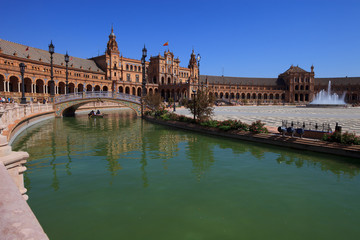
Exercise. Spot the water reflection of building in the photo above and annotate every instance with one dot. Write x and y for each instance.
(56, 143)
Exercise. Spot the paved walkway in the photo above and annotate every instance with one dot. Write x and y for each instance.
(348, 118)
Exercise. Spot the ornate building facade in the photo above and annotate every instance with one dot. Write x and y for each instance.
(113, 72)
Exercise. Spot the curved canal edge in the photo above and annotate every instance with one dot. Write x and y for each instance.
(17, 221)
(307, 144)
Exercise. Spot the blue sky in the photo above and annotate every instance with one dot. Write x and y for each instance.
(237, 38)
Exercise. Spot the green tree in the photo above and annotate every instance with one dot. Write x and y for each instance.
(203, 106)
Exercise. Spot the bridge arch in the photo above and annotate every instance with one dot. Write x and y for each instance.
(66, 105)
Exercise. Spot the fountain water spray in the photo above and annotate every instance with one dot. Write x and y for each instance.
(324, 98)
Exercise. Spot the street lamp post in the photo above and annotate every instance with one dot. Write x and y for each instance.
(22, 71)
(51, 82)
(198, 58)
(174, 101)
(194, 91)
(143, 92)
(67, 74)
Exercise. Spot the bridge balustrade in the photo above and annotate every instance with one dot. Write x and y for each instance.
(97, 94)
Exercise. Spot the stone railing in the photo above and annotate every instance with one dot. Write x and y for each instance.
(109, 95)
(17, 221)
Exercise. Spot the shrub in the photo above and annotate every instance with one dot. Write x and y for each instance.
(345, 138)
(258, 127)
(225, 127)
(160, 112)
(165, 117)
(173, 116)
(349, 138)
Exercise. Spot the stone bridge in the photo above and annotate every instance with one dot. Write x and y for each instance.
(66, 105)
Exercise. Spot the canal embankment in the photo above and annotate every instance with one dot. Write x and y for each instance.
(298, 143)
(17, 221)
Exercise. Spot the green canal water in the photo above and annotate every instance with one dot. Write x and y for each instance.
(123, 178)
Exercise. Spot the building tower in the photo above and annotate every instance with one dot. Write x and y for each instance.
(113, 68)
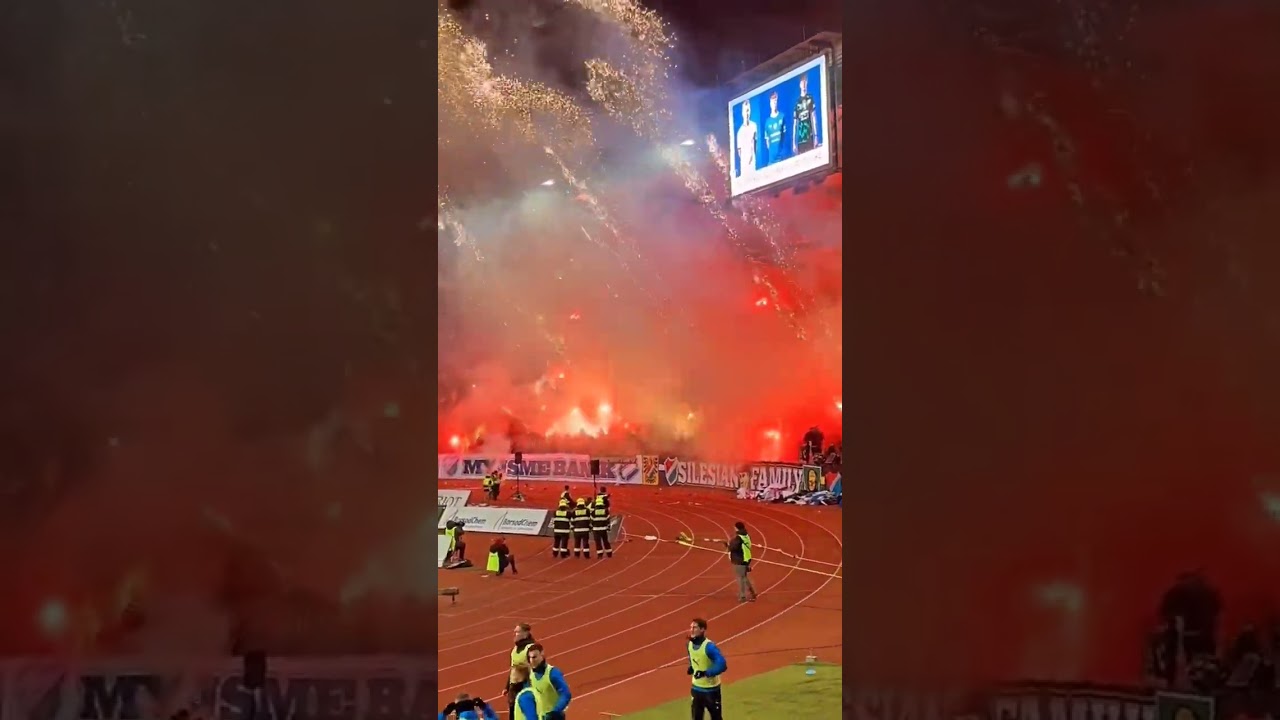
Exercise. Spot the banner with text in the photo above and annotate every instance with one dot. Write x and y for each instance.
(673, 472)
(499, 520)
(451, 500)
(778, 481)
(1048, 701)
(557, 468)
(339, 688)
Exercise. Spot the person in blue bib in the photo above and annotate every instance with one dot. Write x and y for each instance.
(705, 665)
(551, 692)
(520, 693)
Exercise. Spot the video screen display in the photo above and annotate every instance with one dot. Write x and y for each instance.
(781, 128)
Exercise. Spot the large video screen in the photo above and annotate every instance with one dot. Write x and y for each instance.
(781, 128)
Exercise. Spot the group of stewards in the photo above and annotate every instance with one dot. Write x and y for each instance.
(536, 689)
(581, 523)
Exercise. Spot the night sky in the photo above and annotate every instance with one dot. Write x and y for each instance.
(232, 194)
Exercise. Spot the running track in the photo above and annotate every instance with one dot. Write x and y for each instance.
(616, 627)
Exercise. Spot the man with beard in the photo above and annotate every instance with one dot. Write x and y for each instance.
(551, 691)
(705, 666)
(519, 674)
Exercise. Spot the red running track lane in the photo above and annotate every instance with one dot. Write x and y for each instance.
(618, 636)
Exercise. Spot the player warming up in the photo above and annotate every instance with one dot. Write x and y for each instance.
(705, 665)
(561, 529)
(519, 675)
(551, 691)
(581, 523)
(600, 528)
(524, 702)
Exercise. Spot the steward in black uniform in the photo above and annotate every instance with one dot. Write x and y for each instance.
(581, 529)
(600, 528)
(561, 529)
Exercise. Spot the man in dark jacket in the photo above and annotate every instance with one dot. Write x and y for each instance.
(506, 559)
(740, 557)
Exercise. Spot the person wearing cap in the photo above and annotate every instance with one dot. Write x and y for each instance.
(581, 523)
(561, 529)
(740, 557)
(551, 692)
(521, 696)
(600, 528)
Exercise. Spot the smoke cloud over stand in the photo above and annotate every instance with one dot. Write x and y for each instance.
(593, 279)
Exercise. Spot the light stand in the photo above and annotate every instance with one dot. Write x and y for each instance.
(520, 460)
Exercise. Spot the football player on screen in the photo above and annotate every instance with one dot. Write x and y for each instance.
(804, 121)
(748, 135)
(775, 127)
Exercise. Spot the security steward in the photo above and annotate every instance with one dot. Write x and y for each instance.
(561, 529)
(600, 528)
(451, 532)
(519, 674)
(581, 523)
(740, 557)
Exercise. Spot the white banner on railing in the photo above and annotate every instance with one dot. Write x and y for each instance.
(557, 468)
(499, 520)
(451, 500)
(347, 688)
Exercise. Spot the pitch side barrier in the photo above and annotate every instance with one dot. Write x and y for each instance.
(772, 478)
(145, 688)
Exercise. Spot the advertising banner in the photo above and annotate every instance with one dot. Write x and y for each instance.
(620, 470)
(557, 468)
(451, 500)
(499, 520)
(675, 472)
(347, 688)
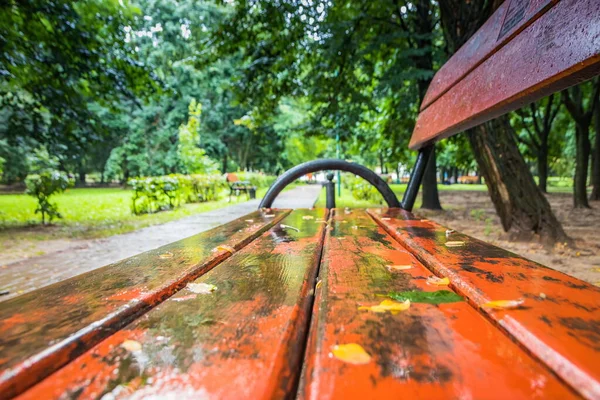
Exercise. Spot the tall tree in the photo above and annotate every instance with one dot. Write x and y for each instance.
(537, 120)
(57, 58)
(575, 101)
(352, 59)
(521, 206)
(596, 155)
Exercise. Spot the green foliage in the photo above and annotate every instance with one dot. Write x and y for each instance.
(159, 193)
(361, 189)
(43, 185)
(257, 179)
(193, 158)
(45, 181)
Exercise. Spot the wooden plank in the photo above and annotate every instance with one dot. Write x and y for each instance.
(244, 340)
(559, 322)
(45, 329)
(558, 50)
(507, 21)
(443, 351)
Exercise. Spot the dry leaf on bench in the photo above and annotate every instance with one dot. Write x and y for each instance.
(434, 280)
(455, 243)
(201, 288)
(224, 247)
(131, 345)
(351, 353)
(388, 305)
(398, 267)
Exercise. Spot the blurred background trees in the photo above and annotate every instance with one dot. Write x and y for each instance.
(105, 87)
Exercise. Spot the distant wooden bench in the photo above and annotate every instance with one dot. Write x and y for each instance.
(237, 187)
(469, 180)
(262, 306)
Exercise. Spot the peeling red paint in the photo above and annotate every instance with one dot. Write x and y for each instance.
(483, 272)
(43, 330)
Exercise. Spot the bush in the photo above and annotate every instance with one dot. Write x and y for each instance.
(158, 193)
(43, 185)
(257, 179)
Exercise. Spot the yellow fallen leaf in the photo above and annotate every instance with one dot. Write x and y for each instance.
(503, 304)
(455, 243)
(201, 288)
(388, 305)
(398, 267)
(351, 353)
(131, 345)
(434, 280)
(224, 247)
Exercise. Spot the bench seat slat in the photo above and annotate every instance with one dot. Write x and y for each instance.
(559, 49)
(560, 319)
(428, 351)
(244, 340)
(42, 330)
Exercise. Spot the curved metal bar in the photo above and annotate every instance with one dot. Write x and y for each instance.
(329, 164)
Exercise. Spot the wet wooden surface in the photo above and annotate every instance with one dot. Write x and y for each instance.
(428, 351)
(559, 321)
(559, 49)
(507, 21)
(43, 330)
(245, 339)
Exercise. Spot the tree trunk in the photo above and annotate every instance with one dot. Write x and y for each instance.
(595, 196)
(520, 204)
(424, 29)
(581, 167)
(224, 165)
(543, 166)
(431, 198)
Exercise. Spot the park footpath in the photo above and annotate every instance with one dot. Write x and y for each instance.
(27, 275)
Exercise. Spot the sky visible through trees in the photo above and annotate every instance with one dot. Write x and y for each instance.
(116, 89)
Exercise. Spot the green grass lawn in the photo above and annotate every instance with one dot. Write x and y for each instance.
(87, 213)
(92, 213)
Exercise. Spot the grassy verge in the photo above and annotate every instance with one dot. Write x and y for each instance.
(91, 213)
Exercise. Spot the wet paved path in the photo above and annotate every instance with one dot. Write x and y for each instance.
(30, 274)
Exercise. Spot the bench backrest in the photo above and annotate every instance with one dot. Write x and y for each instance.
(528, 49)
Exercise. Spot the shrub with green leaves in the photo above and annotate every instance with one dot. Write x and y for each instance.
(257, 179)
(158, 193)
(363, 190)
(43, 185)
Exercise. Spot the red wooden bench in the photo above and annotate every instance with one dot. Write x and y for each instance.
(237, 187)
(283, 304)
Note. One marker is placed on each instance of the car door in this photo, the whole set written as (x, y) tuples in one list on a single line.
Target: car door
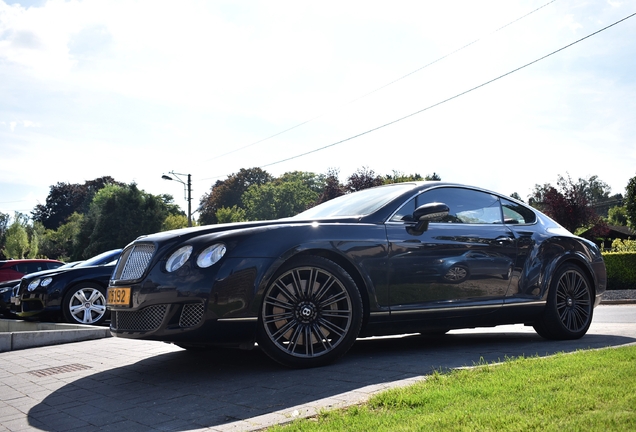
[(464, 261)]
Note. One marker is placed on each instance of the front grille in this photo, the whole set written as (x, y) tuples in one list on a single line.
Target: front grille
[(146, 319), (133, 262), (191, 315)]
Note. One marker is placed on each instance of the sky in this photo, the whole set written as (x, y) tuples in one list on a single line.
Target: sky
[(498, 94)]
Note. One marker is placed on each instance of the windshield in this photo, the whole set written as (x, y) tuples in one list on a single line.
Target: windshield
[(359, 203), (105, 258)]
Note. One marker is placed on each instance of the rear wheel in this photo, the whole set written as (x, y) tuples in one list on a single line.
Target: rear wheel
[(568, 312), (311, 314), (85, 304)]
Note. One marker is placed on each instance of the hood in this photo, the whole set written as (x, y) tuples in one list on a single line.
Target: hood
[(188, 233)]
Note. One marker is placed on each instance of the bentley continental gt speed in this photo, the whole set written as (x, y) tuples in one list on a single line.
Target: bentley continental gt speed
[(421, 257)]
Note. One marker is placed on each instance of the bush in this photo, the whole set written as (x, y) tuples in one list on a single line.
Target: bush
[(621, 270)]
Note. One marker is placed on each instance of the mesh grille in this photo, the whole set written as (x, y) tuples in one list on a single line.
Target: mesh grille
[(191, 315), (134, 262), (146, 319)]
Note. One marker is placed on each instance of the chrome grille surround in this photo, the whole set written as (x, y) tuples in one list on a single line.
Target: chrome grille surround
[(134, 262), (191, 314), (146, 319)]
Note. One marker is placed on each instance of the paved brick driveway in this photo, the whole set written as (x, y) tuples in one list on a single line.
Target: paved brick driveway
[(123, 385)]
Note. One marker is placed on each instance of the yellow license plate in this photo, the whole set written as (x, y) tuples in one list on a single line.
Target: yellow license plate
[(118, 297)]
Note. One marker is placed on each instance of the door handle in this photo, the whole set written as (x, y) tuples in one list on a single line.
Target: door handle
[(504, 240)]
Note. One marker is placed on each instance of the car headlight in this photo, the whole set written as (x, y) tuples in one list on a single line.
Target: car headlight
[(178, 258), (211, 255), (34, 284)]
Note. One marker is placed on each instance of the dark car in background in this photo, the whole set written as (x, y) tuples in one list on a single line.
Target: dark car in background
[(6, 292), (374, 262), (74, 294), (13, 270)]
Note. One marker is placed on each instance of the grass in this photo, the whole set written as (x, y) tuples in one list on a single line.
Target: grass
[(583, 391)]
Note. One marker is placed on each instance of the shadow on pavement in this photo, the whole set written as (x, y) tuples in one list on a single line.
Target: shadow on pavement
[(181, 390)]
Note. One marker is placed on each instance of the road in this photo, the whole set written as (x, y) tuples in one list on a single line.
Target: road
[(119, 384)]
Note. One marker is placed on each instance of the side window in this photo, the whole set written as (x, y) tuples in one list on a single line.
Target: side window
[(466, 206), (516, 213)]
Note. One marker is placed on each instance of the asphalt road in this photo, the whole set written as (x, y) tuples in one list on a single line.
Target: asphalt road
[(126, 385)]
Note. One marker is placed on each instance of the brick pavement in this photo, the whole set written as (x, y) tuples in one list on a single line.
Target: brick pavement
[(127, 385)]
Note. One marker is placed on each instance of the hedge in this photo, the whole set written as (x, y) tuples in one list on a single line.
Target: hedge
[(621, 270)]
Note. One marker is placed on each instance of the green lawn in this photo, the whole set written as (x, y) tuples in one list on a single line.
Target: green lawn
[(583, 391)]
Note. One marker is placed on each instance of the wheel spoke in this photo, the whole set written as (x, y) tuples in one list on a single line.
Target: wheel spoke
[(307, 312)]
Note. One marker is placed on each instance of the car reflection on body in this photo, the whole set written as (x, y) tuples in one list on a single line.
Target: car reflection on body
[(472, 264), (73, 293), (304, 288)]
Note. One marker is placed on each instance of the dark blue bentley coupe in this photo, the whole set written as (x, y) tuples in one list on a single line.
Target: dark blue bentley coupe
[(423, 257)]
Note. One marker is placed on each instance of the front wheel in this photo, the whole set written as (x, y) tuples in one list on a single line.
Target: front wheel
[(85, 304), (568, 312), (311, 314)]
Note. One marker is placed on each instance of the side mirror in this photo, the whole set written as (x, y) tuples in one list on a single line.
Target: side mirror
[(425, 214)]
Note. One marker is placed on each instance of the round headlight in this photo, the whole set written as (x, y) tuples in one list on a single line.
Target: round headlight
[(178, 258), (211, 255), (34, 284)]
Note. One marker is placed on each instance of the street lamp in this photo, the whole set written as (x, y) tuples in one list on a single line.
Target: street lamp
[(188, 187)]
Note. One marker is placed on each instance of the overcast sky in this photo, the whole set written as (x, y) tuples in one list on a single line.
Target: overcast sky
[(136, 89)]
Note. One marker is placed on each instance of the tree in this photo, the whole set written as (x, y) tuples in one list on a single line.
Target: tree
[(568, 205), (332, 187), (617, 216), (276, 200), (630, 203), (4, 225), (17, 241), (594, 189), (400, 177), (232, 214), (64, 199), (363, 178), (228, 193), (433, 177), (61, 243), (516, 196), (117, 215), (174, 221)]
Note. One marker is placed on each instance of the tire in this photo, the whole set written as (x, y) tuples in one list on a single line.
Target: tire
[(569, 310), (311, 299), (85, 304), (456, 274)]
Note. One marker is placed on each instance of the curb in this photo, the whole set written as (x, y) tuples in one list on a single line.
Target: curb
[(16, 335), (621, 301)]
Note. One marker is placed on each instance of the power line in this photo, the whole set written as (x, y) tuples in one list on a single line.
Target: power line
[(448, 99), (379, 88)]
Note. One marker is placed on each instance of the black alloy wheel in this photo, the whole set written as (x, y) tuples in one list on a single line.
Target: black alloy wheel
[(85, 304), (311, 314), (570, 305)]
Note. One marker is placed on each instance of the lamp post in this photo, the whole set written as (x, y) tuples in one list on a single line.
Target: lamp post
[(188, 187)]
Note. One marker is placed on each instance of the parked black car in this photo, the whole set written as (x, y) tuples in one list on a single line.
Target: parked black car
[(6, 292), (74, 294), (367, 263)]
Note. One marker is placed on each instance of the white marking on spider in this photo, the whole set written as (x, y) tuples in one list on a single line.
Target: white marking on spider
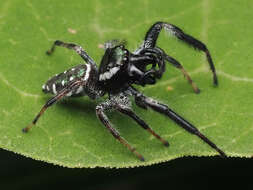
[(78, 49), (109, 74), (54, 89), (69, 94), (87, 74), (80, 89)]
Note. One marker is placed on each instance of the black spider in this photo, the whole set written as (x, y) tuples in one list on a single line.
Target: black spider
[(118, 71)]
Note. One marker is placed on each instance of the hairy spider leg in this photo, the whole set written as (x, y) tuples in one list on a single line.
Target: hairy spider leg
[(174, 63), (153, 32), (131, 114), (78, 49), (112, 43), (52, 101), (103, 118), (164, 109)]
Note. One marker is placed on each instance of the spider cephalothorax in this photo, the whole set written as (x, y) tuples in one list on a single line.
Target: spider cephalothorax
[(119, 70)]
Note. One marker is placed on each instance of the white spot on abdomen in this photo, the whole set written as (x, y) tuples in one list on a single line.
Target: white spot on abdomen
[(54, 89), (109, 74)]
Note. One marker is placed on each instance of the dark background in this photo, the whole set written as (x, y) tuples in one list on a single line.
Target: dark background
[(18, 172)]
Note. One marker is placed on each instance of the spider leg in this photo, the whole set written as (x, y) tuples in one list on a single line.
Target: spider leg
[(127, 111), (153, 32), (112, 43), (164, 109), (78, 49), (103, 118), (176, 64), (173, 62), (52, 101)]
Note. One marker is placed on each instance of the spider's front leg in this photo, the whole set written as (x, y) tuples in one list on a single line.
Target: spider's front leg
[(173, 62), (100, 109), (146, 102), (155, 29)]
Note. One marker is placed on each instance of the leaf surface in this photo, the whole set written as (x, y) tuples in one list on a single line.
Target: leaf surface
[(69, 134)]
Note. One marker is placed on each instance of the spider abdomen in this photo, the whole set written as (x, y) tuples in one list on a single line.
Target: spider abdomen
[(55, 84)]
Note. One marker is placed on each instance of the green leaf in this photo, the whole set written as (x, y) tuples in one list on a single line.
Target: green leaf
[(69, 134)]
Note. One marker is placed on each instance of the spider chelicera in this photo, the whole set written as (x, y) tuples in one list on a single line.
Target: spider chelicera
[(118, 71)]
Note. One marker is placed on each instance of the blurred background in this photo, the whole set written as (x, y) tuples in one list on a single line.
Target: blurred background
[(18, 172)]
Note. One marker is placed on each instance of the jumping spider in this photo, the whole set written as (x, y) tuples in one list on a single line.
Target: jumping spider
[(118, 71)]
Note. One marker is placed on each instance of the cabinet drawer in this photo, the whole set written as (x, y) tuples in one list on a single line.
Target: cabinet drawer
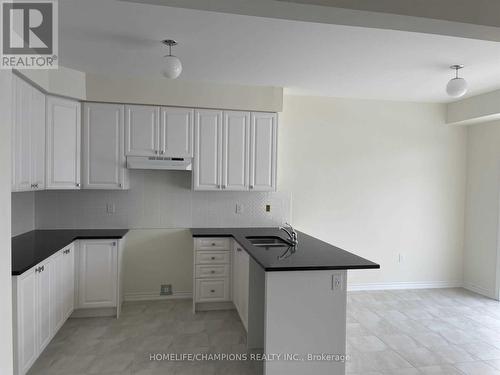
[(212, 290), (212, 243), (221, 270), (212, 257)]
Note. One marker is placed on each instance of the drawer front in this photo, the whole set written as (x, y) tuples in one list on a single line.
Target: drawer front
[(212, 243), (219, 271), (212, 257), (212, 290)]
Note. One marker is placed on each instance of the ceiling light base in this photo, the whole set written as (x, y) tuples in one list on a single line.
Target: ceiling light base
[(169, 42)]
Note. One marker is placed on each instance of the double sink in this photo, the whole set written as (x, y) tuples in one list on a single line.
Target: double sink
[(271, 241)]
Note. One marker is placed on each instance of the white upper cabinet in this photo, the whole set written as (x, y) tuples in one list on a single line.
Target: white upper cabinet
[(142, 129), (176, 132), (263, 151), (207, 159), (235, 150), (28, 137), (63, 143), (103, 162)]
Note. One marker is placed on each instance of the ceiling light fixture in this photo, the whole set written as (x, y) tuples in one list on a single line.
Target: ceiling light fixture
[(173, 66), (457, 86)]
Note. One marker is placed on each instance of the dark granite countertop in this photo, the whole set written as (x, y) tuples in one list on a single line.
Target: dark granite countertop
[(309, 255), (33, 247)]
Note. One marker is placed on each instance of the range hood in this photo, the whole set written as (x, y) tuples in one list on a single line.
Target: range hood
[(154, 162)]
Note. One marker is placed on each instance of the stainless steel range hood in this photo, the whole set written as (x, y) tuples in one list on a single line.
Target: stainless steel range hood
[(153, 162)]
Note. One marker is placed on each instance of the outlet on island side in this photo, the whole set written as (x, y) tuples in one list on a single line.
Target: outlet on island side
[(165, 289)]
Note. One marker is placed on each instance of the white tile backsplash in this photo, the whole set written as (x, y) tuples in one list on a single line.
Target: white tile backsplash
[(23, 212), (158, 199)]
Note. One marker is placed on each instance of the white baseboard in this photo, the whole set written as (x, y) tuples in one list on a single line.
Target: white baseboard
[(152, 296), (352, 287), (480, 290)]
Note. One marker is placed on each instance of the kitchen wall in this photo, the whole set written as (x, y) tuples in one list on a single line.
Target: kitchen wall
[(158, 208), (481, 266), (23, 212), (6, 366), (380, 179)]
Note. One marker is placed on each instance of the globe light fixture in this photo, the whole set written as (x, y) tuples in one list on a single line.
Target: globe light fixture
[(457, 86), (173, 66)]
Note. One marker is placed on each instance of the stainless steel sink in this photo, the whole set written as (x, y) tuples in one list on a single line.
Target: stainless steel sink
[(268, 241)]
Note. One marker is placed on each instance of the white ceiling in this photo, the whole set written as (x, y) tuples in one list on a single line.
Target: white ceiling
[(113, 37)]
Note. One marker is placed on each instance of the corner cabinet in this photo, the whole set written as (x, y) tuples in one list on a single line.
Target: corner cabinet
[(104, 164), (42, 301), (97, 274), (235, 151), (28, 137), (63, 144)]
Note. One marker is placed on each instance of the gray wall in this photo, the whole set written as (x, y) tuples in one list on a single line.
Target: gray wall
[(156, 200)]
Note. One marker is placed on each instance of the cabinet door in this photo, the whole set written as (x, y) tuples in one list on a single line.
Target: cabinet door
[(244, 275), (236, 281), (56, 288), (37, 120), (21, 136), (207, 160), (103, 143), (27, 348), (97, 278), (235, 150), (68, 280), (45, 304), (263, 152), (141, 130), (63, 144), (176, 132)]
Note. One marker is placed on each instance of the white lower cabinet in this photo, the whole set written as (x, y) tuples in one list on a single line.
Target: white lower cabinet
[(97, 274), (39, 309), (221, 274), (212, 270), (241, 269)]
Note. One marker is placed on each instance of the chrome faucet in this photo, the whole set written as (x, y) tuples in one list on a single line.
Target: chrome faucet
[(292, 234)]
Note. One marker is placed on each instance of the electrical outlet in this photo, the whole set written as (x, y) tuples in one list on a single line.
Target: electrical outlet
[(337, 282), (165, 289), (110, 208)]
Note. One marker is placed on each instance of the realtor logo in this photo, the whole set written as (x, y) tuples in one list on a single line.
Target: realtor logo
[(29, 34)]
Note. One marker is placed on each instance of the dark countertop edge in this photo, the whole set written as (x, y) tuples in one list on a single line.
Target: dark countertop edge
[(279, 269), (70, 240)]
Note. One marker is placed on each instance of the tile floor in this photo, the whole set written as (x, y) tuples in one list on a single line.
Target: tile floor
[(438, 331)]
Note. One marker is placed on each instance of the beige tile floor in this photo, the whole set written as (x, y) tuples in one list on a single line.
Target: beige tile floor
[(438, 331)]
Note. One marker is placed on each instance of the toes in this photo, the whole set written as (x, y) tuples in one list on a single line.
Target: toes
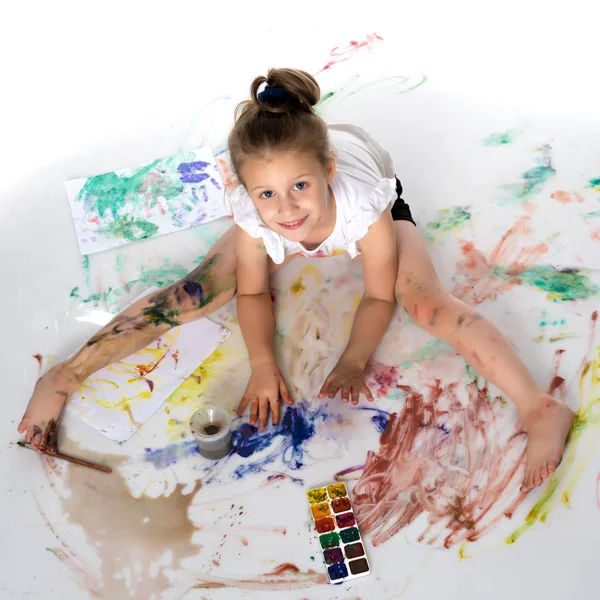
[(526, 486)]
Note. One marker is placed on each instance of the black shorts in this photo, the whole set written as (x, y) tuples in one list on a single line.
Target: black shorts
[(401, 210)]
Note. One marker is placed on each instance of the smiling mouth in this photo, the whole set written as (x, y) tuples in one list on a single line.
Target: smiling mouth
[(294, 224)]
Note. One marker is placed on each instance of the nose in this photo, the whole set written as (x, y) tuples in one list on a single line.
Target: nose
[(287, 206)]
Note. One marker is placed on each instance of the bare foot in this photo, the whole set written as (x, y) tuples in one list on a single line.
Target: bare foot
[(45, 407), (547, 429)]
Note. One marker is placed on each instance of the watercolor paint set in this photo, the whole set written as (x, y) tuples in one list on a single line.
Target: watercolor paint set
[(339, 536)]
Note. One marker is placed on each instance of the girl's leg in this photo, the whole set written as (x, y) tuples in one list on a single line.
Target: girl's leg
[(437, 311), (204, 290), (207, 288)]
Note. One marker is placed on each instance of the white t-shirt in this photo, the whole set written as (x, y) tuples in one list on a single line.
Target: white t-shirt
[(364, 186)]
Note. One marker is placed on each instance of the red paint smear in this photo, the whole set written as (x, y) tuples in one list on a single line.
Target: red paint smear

Assigned task = Using the data above, copy exactly the lines from the one containing "Exercise. Spot the shrub with" to the one containing "Note. One marker is placed on each instance of the rear", inclusive. Exclude the pictures.

Task solution =
Exercise. Spot the shrub with green leaves in the photo above and annotate every instance with one dot. Write x and y for each instance.
(257, 179)
(158, 193)
(363, 190)
(43, 185)
Exercise. Spot the red wooden bench in the photo above and annotate every instance with one dot. Write x and y for each instance.
(237, 187)
(283, 304)
Note. One marker is placed on each instance of the car door in this photo, the whole set written as (x, y) tuples in one list on a single line.
Target: car door
[(464, 261)]
Note. One marker is placed on each instance of the front grille in this photo, the whole set written as (x, y) tuples in one list on a single line.
Target: front grille
[(146, 319), (133, 262), (191, 315)]
Note. One marker is placed on each instance of the sky in this photo, the whole set written as (x, y) tuples in one list on a single line.
Target: sky
[(498, 94)]
Note. One marker is placed on each instance of the windshield in this photo, the whole set written as (x, y) tuples in one list on a single line.
Target: windshield
[(359, 203), (105, 258)]
Note. One marker is placed on each instance of the rear wheel in this photo, the whole set written as (x, y) tuples in one list on a single line.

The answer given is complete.